▸ Task goal
Consider the listing below. Extract exactly the lines from the line containing "Expected: one point per instance of the parked" to the line containing "Expected: one point per instance of the reflection", both included.

+++

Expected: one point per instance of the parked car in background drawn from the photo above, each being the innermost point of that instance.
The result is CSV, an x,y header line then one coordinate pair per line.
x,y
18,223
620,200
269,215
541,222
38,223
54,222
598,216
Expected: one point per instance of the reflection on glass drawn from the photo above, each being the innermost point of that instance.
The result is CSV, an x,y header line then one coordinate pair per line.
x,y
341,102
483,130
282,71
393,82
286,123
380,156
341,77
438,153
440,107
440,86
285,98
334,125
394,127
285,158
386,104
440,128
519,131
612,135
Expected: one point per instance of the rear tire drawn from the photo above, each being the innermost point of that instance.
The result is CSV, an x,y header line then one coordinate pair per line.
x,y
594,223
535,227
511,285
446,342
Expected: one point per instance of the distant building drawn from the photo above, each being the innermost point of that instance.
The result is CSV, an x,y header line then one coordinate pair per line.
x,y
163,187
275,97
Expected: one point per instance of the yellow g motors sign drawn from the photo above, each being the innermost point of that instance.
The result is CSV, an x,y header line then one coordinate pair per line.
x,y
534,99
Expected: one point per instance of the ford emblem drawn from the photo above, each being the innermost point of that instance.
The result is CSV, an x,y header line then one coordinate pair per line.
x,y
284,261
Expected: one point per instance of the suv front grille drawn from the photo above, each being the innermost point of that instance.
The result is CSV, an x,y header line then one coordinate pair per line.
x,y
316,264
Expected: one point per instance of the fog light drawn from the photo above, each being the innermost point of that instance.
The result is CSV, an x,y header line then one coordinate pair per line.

+++

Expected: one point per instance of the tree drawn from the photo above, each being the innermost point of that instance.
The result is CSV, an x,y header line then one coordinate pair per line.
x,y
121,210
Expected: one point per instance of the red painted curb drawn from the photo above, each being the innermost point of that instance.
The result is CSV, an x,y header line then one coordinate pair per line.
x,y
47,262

+++

▸ Response for this exercise
Expected: one point per instance of the parked car in background drawn from the photo above, each being the innermost point of that instance.
The result is CSV, an x,y header line then one coordinate pair per line.
x,y
18,223
620,200
269,215
541,222
38,223
54,222
598,216
Expected: one point per instance of the reflection on glass drawn from the photo above, each being the innermost point of that instance.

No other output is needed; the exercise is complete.